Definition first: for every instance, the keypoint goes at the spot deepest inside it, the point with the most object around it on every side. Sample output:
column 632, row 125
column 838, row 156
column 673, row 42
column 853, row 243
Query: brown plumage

Your objective: Every entry must be set down again exactly as it reads.

Solution to this task:
Definition first: for every instance, the keypoint goes at the spot deepest inside it, the point with the most object around it on every side. Sample output:
column 632, row 125
column 838, row 156
column 673, row 42
column 853, row 243
Query: brown plumage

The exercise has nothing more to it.